____ Text section

HP said Tuesday it expects to cut up to 6,000 jobs by the end of fiscal 2025, or about 12% of its global workforce, at a time when sales of personal computers and laptops are sliding as shoppers tighten budgets.
The PC maker also forecasts a lower-than-expected profit for the first quarter as it expects softness in both consumer and commercial demand.
“Many of the recent challenges we have seen in FY’22 will likely continue into FY’23,” said chief financial officer Marie Myers during a post-earnings call.
HP estimates it will incur about $1.0 billion in labor and non-labor costs related to restructuring and other charges, with nearly $600 million in fiscal 2023 and the rest split between the following two years.
The company, which employs nearly 50,000 people, said it expects to reduce headcount between 4,000 and 6,000.
The restructuring comes at a time when most companies including Amazon, Facebook’s parent Meta Platforms and Cisco Systems are making deep cuts to their employee base to navigate a potential downturn in the economy.
HP forecast current-quarter profit between 70 cents and 80 cents. Analysts on average expect 86 cents, according to Refinitiv data.
PC sales have shrunk from the heights hit during the pandemic as households and businesses reduce spending in the face of decades-high inflation, putting pressure on companies such as HP and Dell Technologies.
Earlier on Monday, Dell reported a 6% fall in third-quarter revenue. The company’s chief financial officer Tom Sweet said the ongoing macroeconomic factors including inflation and rising interest rates would weigh on customers next year.
HP also reported an 11% fall in fourth-quarter revenue to $14.8 billion.
Shares of the Palo Alto, Calif.-based company were up nearly 2% in extended trading.

________
____ Source information

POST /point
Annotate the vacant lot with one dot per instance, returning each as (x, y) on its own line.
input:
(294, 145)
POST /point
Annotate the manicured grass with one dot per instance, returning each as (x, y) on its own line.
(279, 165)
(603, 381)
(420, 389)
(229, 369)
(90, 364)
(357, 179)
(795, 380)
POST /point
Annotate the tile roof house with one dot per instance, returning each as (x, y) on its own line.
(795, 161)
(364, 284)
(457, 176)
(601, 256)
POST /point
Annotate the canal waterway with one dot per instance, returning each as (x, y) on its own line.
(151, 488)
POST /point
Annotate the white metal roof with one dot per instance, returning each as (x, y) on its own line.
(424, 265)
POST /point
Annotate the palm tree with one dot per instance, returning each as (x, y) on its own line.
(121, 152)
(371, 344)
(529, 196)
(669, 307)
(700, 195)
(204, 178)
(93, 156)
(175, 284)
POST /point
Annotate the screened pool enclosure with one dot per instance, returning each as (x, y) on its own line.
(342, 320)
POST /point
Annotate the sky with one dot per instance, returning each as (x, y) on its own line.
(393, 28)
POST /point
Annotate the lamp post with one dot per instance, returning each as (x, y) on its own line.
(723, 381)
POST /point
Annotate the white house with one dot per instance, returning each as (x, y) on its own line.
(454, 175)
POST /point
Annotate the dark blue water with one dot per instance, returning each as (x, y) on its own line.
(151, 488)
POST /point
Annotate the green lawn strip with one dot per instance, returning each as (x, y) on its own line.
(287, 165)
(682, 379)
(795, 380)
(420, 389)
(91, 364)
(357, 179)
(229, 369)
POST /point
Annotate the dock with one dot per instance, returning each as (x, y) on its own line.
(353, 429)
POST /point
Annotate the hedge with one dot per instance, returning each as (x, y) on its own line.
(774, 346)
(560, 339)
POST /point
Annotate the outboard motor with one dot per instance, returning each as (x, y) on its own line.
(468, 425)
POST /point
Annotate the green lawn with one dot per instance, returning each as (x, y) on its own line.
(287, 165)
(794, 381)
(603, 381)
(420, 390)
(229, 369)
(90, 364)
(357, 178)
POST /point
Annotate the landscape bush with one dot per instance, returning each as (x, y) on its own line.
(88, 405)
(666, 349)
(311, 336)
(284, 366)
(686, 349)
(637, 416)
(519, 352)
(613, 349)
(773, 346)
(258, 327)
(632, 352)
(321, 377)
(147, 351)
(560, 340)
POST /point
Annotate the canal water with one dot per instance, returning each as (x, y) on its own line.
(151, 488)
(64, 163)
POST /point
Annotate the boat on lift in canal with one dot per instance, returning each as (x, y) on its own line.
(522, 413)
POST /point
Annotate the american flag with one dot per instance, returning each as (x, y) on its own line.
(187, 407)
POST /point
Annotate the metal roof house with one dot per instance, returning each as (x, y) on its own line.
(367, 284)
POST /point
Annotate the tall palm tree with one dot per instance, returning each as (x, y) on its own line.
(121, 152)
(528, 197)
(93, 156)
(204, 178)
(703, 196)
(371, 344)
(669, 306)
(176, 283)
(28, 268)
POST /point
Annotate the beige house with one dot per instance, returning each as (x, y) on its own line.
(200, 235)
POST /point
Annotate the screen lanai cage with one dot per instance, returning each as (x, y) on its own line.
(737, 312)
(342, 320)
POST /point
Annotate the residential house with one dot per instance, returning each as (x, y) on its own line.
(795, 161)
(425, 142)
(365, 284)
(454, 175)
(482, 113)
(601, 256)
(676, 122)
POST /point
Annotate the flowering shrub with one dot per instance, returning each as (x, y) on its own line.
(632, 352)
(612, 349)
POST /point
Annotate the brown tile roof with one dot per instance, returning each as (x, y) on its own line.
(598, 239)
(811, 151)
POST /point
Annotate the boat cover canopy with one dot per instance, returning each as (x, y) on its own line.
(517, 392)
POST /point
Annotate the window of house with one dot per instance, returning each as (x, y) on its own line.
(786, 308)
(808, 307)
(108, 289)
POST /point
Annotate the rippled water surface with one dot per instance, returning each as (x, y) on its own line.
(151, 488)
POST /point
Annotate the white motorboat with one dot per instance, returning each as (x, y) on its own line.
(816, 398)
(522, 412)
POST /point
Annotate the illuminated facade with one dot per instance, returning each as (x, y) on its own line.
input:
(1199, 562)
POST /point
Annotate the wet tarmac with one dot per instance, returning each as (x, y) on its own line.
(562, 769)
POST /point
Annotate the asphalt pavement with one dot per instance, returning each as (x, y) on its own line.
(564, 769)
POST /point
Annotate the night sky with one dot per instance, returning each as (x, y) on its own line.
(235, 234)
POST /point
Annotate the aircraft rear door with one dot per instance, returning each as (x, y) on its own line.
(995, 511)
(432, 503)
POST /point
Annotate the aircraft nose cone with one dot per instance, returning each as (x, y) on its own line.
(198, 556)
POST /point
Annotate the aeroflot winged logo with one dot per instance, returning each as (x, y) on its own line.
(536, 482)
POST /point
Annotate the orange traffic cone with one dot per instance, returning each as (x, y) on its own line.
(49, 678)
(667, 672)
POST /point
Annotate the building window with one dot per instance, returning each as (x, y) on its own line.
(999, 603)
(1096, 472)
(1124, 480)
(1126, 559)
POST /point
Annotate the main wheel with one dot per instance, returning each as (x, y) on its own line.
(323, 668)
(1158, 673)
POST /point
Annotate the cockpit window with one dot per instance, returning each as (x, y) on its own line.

________

Answer these from the HP article:
(a) About how many people does HP employ?
(b) What range did HP forecast for its current-quarter profit?
(c) What was HP's fourth-quarter revenue, and by what percentage did it fall?
Please rely only on the HP article and not on the lines.

(a) Nearly 50,000 people.
(b) Between 70 cents and 80 cents.
(c) $14.8 billion, an 11% fall.